* **BRANO PROPOSTO**
Poesie ritrovate: Giovanna Sicari | L’Altrove
Giavanna Sicari è una delle poetesse italiane che vale la pena di conoscere.
Nasce a Taranto il 15 aprile 1954. All’età di circa otto anni si trasferisce a Roma con la sua famiglia e, da adulta, decide di studiare Lettere all’università La Sapienza. Allo stesso tempo si avvicina ai movimenti poetici degli anni settanta e inizia a comporre le sue prime poesie, la prima viene pubblicata nel 1982 sulla rivista Le Porte, e dopo Alfabeta, Linea d’Ombra e Nuovi Argomenti. Nel 1985 inizia il suo lavoro come redattrice della rivista Arsenale e nel 1986 pubblica Decisioni nei Quaderni di Barbablù con prefazione di Milo De Angelis. “Sarei morta se non avessi scritto Decisioni” dichiara la stessa Giovanna in Diario della prima ispirazione, a conferma di quanto questa prima raccolta sia un’espressione della vita della poetessa. Due anni dopo pubblica Ponte d’ingresso, poi Sigillo nel 1989.
In tua assenza
Non c’è niente da temere
su quell’unica trapunta giacciono solide valigie
l’ultimo pensiero degli arabeschi del pomeriggio
è un manoscritto di quest’era senza usignoli:
sopra il borbottio barocco,
L’infinito arpeggio del mondo civile,
morente alla frontiera.
In tua assenza è l’incontro con i forestieri
più neri dei corvi
più bianchi dei cigni.
Tu sei senza archi
sei una lumaca molle.
Non faccio resistenza
sono sordamente epilettica,
il mio freddo gravita nell’orbita solare
fuori campo in questa scena.
Non toccarmi con forza
nel lago del sogno della di lui promessa terra desolata
sono promessa sposa nel fondale marino di un bordello:
immancabile è la vertigine,
lo stile appreso è il giusto spavento.
Nel 1990 sposa il poeta Milo de Angelis da cui ha il figlio Daniele. Nel 1995 dà alle stampe Uno stadio del respiro, ma è in questi anni che la Sicari si ammala e inizia il suo calvario tra operazioni apparentemente riuscite e chemioterapie. Intanto si trasferisce con il marito e il figlio a Milano, dopo qualche tempo torna a Roma e qui vive gli ultimi anni della sua vita. Nell’ottobre del 2003 viene ricoverata e muore il 31 dicembre dello stesso anno. Pochi giorni prima della sua morte viene pubblicata da Jaka Book la sua ultima opera, la più importante, considerata il suo testamento poetico, Epoca immobile.
La poesia di Giovanna Sicari si discosta fin da subito dalle correnti poetiche esistenti. È poesie permeata dalla realtà, poesia cruda e vera, senza fronzoli vari. Ogni verso della Sicari è capace di sconvolgerci, si muove dentro di noi e al momento opportuno colpisce, un pugno ben assestato.
Ad oggi, dispiace che la poesia di Giovanna sia poco conosciuta o, forse, sottovalutata. La cosa bella, invece, è la nuova edizione di Sipario uscita per Donzelli Editore lo scorso anno.

* **PROBLEMI DA RISOLVERE**
1 > Estrai dal testo su Giovanna Sicari il passo compreso tra "In tua assenza è" e "in questa scena.", estremi inclusi.
2 > Rispondi alle domande seguenti sul testo su Giovanna Sicari:
(a) In quale città e in quale data nasce la poetessa?
(b) Chi sposa nel 1990?
(c) Quale editore pubblica Epoca immobile?

(Dati di espressioni referenziali)
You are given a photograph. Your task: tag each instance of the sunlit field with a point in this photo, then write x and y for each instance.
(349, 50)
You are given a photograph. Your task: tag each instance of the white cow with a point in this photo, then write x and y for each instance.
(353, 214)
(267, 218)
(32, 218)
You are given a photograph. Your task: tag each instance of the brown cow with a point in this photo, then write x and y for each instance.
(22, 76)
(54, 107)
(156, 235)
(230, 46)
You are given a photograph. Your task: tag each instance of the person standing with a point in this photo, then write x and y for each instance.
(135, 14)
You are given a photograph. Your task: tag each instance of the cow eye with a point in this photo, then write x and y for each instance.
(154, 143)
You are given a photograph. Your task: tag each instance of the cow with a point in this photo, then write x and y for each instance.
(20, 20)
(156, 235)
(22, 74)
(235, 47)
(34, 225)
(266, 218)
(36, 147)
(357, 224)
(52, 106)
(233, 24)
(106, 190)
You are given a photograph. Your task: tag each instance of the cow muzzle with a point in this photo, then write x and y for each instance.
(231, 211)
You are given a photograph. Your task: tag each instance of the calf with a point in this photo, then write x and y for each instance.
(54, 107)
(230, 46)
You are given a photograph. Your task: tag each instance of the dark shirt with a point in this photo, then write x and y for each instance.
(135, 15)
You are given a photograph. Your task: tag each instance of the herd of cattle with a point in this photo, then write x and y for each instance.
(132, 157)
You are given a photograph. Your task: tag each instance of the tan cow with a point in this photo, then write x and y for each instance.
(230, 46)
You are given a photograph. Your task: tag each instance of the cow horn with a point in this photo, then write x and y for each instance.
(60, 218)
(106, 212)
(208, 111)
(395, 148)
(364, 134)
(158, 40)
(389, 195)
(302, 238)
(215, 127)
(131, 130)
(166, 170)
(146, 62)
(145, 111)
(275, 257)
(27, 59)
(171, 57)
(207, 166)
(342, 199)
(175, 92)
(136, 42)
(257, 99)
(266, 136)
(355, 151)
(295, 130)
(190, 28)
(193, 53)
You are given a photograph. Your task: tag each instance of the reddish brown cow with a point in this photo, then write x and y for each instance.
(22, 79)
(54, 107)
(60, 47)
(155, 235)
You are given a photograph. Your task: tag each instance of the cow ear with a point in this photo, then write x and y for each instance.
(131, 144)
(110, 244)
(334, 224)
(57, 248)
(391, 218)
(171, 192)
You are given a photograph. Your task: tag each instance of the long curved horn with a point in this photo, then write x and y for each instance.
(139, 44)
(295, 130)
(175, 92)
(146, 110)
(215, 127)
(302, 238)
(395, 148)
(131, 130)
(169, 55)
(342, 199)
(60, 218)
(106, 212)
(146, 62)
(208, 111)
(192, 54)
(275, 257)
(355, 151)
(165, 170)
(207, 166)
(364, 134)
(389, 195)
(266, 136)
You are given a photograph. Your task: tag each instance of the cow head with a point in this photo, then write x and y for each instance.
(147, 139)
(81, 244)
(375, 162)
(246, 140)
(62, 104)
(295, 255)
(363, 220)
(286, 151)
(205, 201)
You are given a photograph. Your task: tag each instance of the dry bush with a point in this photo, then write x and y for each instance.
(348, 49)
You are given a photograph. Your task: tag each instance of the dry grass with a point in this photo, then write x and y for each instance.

* **RISULTATI ATTESI**
1 >
In tua assenza è l’incontro con i forestieri
più neri dei corvi
più bianchi dei cigni.
Tu sei senza archi
sei una lumaca molle.
Non faccio resistenza
sono sordamente epilettica,
il mio freddo gravita nell’orbita solare
fuori campo in questa scena.

2 >
(a) A Taranto, il 15 aprile 1954.
(b) Il poeta Milo de Angelis.
(c) Jaka Book.